What to do:
Every line from the line containing "of the wooden" through the final line of the data is to be printed exactly; no other line is to appear.

Records shown:
—————
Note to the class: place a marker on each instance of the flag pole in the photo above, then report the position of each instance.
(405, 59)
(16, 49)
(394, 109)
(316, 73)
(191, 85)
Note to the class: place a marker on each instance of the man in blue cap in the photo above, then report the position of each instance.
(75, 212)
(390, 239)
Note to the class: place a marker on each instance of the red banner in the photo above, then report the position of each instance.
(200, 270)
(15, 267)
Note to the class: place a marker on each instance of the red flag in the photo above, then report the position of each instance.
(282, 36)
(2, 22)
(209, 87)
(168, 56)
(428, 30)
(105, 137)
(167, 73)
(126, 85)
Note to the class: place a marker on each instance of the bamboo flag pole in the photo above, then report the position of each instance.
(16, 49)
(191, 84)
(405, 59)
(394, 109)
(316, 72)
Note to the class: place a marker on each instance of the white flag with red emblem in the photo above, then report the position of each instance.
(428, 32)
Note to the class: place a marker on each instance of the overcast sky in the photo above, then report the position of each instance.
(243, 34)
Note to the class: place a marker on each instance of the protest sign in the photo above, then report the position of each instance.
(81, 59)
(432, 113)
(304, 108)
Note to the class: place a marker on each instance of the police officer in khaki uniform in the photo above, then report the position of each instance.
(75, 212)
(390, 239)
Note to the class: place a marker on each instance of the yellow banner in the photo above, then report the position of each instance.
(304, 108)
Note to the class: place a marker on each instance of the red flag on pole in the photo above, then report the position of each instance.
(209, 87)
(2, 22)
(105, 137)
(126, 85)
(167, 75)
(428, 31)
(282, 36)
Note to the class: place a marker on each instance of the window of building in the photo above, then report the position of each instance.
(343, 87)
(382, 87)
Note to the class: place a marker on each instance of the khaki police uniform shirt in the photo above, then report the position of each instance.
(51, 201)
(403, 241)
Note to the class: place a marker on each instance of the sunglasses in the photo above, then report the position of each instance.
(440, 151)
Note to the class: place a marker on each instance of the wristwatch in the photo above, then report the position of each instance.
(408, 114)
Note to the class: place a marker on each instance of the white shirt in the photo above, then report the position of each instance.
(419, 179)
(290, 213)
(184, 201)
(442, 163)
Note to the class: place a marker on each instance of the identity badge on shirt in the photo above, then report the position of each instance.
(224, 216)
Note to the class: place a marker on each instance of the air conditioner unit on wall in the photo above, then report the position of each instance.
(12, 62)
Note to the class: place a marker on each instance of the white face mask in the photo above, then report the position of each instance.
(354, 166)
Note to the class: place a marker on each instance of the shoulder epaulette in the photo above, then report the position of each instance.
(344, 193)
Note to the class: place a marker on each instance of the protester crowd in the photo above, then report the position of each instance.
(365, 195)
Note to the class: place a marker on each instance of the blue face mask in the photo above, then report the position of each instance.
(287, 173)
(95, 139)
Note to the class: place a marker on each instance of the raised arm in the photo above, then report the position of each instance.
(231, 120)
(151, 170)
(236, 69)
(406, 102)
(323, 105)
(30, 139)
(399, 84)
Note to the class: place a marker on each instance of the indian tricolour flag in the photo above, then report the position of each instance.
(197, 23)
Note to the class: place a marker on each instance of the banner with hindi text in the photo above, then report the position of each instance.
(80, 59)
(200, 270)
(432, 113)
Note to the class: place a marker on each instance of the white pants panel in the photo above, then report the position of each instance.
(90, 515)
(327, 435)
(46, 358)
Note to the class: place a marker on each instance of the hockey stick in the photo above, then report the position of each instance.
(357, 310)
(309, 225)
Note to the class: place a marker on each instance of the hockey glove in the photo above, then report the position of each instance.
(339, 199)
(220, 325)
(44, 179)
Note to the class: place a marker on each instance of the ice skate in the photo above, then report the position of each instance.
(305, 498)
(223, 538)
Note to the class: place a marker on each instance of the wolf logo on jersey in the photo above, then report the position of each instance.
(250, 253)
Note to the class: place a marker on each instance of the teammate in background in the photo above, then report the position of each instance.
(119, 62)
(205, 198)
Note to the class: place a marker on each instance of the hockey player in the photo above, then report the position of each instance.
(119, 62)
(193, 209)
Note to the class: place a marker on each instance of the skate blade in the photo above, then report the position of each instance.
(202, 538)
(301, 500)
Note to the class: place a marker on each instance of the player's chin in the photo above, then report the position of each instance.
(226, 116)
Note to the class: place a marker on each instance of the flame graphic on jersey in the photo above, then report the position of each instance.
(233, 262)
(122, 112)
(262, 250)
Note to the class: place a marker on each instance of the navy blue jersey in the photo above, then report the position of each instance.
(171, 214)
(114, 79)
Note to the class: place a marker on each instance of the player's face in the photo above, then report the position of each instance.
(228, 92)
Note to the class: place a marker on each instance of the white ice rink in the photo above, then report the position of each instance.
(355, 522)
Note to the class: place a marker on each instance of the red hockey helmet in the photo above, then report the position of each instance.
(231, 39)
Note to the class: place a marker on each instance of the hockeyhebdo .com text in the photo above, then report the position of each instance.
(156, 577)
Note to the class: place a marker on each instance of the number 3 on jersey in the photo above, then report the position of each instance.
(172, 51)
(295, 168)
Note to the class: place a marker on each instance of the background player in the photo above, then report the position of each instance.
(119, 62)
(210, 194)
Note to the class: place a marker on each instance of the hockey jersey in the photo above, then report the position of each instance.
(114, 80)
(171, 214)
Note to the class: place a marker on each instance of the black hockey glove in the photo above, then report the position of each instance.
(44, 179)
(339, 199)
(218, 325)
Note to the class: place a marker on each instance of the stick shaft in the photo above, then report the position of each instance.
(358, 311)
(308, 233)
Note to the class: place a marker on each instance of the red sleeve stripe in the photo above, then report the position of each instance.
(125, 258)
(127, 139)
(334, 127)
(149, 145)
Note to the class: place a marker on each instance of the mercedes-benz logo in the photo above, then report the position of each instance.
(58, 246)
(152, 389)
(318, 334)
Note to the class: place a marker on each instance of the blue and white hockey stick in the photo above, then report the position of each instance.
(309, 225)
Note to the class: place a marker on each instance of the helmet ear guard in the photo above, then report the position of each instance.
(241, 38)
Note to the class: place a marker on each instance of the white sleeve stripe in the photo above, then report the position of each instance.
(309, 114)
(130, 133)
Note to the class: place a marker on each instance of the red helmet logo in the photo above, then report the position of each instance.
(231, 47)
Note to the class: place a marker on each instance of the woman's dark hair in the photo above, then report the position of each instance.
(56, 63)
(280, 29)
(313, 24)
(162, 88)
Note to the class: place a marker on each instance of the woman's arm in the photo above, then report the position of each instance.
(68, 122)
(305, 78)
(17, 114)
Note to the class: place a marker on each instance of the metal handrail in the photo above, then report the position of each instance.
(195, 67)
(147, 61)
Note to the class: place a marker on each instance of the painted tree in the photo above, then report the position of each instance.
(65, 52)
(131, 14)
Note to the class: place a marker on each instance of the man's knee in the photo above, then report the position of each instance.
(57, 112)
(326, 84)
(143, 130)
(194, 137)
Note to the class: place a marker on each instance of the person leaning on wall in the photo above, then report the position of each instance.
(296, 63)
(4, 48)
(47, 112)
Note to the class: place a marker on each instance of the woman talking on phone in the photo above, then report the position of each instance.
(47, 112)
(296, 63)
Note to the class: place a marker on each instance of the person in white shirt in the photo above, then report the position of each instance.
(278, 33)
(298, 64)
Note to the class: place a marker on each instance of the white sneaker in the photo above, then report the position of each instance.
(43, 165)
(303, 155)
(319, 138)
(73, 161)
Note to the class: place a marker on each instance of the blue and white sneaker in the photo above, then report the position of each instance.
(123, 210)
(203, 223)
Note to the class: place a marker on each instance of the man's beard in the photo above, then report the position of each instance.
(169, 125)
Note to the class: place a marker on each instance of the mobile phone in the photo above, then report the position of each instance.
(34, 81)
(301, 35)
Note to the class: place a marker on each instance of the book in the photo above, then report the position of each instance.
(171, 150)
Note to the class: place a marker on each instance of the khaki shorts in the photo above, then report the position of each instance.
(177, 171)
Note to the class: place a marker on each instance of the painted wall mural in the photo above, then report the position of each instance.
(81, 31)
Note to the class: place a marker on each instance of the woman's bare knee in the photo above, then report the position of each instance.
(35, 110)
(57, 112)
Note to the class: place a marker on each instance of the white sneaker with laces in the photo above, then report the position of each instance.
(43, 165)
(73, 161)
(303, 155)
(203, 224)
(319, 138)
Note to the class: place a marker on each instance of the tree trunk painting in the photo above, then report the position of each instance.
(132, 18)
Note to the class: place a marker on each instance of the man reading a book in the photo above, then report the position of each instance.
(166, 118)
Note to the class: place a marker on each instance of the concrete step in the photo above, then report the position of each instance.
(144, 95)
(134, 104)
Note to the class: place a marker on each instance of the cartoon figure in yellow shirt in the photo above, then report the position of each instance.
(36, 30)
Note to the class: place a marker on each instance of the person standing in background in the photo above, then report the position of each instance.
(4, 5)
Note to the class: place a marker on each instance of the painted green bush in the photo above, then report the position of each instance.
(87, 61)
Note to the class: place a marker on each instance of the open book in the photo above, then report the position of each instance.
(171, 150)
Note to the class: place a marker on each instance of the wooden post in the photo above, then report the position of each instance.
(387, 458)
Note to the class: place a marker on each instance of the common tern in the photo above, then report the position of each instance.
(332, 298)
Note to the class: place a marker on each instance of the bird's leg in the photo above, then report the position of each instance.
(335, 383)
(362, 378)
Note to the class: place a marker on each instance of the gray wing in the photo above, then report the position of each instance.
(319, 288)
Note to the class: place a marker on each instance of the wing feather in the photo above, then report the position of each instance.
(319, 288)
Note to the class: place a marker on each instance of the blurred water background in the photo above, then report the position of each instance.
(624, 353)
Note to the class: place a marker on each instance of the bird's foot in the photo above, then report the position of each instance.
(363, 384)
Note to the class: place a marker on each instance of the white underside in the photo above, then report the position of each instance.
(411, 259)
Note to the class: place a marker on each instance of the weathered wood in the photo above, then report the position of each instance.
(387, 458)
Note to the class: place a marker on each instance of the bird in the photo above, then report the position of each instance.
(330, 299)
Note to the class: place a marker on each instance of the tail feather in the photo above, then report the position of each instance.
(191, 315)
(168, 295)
—————
Written response:
Note to the class: place a marker on each instance of the wooden post in the photo above, then report the position of each instance.
(387, 458)
Note to the class: place a marker on each instance of the common tern in the photo above, then report the position of each instance.
(332, 298)
Note to the class: place a marker on each instance of the bird's leg in the photo above, then report the position of each instance.
(335, 383)
(362, 378)
Note to the class: place a marker on each instance of the gray wing in the photo above, then report the position of each instance.
(319, 288)
Note to the class: place a marker on each instance of the wing feather in the photo above, then report the position of each instance.
(319, 288)
Note to the class: place a marker on each instance of the blurred water background in the photo above, then report the position of each instance.
(624, 353)
Note to the class: place a marker on each instance of the bird's foot in the photo above, then report the position of each instance.
(363, 384)
Note to the class: place a marker on each instance of the white underside in the photo above, then report the position of each instance.
(411, 259)
Note to the class: place a marker on each instance of the weathered wood in the photo above, then report the position of each instance.
(387, 458)
Note to the class: place a marker on each instance of the bird in the photo above, then report the position of each instance.
(330, 299)
Note to the class: place a marker on each instance of the tail feather in the photo above, then report the position of each instance.
(191, 315)
(168, 295)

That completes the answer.